- **Exercise objective**
Please copy each line of the data that includes the string "small".

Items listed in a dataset
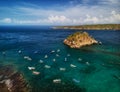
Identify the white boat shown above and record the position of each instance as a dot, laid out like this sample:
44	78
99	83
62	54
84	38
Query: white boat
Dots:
54	60
52	51
57	55
58	50
31	68
87	63
73	66
68	55
27	58
19	51
36	73
79	59
57	81
62	69
41	61
65	59
46	56
47	66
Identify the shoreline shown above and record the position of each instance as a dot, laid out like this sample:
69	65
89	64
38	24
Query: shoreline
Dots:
12	81
91	27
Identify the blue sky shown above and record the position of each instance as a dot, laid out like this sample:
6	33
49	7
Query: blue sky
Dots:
59	12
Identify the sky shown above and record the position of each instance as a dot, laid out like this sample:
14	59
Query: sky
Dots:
59	12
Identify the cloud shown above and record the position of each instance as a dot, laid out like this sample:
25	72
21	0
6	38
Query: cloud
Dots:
91	19
58	19
70	15
6	20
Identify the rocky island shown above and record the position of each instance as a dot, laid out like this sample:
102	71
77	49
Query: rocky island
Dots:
79	39
11	81
91	27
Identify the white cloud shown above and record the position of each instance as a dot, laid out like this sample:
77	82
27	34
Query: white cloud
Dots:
72	15
6	20
91	19
58	19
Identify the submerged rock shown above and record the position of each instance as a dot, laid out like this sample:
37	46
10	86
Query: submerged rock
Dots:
79	39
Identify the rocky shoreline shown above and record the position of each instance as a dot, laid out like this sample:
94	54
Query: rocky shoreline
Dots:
11	81
79	39
91	27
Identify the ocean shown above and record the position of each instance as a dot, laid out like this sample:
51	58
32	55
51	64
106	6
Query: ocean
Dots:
94	68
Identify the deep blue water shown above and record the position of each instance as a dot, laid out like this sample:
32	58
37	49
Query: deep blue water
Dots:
98	70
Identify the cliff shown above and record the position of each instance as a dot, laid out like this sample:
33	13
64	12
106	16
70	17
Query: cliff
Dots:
91	27
79	39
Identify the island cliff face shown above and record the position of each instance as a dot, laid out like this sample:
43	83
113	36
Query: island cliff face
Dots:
79	39
91	27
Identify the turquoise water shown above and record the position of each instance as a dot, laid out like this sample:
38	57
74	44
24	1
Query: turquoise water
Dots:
97	70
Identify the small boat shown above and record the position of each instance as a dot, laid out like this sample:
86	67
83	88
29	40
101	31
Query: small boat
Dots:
62	69
27	58
52	51
46	56
47	66
57	81
3	53
54	60
79	59
19	51
58	50
87	63
36	73
73	66
76	81
35	52
57	55
68	55
41	61
65	59
31	68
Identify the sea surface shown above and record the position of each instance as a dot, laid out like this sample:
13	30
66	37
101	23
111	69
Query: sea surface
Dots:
94	68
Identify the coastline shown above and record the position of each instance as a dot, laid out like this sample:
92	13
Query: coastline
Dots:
91	27
12	81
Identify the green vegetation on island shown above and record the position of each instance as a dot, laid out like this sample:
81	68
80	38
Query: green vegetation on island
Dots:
79	39
91	27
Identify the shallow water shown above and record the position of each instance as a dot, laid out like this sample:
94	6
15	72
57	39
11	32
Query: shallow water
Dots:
97	71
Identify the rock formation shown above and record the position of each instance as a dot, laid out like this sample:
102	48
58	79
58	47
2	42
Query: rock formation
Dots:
79	39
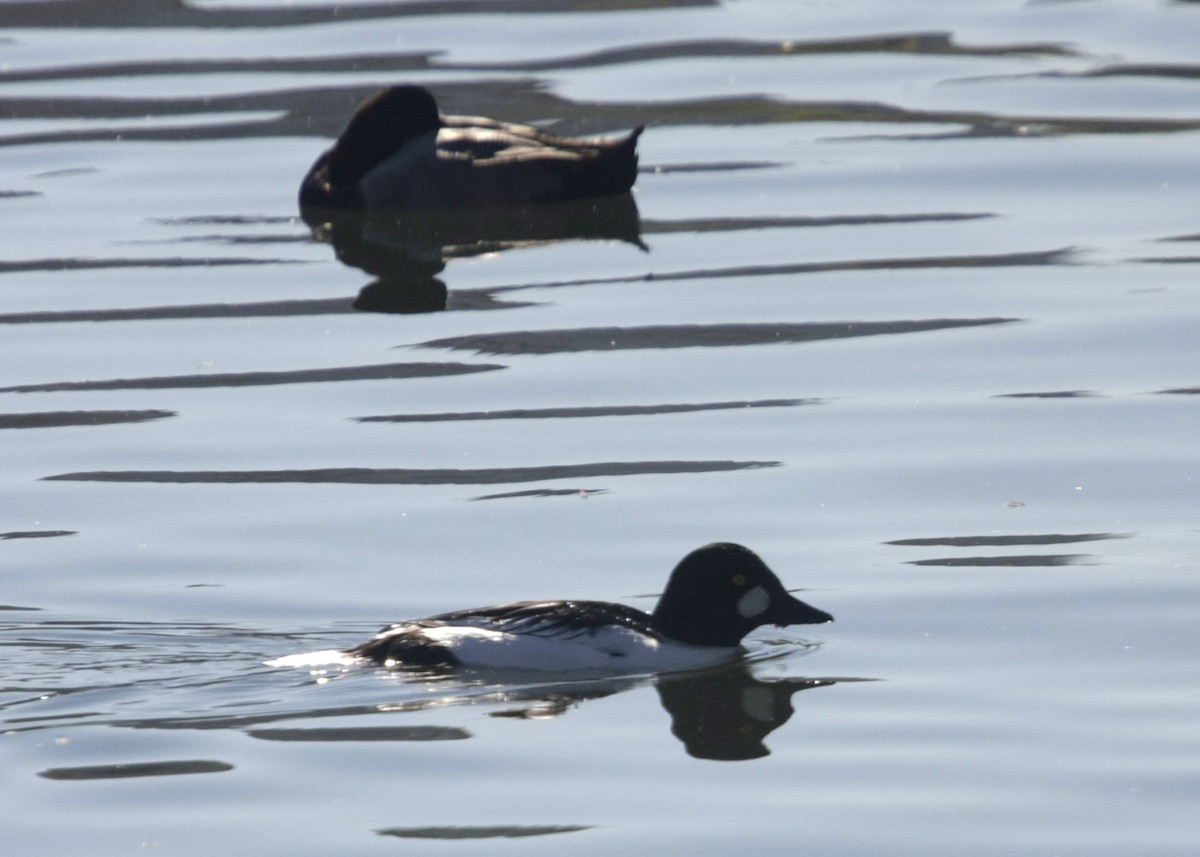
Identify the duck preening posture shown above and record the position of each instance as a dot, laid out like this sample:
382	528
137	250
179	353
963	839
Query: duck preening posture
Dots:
397	151
715	595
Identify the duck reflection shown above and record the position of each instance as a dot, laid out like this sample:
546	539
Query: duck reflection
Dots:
721	714
406	251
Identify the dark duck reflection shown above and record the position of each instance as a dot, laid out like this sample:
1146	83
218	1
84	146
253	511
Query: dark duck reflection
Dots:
405	189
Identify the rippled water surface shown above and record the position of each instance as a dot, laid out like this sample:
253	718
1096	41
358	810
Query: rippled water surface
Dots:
905	299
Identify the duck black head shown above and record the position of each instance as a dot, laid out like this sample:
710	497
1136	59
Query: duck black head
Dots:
719	593
379	129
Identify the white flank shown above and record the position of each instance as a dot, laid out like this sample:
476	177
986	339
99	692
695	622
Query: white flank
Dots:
610	649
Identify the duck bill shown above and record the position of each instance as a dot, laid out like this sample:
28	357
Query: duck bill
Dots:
792	611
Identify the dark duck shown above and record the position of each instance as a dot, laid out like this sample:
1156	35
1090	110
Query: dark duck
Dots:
399	151
715	595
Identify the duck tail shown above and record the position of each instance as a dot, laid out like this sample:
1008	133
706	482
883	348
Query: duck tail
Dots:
615	169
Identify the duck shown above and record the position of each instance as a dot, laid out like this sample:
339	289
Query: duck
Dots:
714	597
397	151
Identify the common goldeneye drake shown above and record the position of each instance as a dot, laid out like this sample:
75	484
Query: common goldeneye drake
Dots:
715	595
399	151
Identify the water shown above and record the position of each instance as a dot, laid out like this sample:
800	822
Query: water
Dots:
915	318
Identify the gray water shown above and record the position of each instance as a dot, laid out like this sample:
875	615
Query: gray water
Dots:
909	306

- **Solution for this exercise**
Identify the small boat shown above and record the position of each instance as a dot, laid out like this sample:
Query: small boat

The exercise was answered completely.